[Data extracted from a collection]
• • • • • • •

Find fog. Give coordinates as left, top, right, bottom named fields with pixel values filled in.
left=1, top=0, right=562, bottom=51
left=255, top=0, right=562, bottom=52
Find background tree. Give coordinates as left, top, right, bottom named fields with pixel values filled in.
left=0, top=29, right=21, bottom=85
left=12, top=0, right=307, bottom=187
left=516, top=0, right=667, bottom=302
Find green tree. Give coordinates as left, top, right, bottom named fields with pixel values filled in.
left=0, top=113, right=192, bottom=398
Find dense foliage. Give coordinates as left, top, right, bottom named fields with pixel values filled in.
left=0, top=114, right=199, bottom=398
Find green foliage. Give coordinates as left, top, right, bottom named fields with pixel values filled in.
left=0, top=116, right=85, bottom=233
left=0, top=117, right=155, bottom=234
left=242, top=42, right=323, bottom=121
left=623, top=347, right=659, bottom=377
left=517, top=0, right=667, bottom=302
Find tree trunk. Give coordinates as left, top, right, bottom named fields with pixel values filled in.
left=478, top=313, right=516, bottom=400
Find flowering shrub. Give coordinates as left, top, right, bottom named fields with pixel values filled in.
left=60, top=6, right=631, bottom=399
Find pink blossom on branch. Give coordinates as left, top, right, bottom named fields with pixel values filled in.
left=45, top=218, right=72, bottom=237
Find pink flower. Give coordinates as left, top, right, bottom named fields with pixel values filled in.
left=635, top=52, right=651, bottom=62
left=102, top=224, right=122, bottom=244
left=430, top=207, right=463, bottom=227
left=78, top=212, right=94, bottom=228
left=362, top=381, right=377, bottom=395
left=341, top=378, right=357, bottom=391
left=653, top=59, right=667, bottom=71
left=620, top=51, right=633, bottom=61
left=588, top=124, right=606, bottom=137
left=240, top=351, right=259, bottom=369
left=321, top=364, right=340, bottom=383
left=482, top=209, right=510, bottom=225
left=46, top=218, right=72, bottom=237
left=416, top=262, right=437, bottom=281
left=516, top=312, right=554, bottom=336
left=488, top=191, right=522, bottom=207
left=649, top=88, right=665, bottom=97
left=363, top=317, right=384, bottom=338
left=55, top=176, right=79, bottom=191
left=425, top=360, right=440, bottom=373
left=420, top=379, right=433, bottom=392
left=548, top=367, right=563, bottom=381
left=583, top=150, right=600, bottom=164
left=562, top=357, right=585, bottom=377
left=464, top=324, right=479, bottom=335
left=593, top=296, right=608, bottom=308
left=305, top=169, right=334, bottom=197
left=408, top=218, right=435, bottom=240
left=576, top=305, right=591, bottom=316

• • • • • • •

[WHAT TO PRODUCE] Return the entries above in full and exactly as written.

[FINISHED TASK]
Find fog. Give coordinates as left, top, right, bottom named fields with pixel values filled in.
left=1, top=0, right=562, bottom=51
left=255, top=0, right=562, bottom=52
Find background tree. Give coordinates as left, top, right, bottom named fields with pixel values filled in.
left=0, top=29, right=21, bottom=85
left=12, top=0, right=307, bottom=187
left=516, top=0, right=667, bottom=302
Find green tree. Give coordinates as left, top, right, bottom named fields with pixel values filled in.
left=0, top=113, right=192, bottom=398
Find dense foliage. Give coordinates as left, top, right, bottom named fields with pixel values filled in.
left=0, top=114, right=199, bottom=398
Find green foliage. Give coordinates as left, top, right, bottom named fields with pixel values filled in.
left=0, top=116, right=85, bottom=233
left=0, top=117, right=155, bottom=234
left=242, top=42, right=323, bottom=121
left=623, top=347, right=659, bottom=377
left=517, top=0, right=667, bottom=302
Find tree trunk. Give coordinates as left, top, right, bottom named fields with pixel values filled in.
left=478, top=313, right=516, bottom=400
Find flowering shrub. Give coordinates as left, top, right, bottom named fields with pixel values filled in.
left=60, top=6, right=631, bottom=399
Find pink blossom on branch. Give coordinates as left, top, right, bottom named fields with pixel values filled in.
left=45, top=218, right=72, bottom=237
Find pink flower. Give coordinates as left, top, right, bottom named fields with pixel values filled in.
left=635, top=52, right=651, bottom=62
left=102, top=224, right=122, bottom=244
left=430, top=207, right=463, bottom=227
left=78, top=212, right=94, bottom=228
left=362, top=381, right=377, bottom=395
left=341, top=378, right=357, bottom=391
left=653, top=59, right=667, bottom=71
left=620, top=51, right=633, bottom=61
left=588, top=124, right=606, bottom=137
left=240, top=351, right=259, bottom=369
left=321, top=364, right=340, bottom=383
left=482, top=209, right=510, bottom=225
left=46, top=218, right=72, bottom=237
left=416, top=262, right=437, bottom=281
left=516, top=312, right=554, bottom=336
left=488, top=191, right=522, bottom=207
left=649, top=88, right=665, bottom=97
left=363, top=317, right=384, bottom=338
left=55, top=176, right=79, bottom=191
left=425, top=360, right=440, bottom=373
left=420, top=379, right=433, bottom=392
left=548, top=367, right=563, bottom=381
left=583, top=150, right=600, bottom=164
left=562, top=357, right=585, bottom=377
left=464, top=324, right=479, bottom=335
left=593, top=296, right=608, bottom=308
left=305, top=169, right=334, bottom=197
left=408, top=218, right=435, bottom=240
left=576, top=305, right=591, bottom=316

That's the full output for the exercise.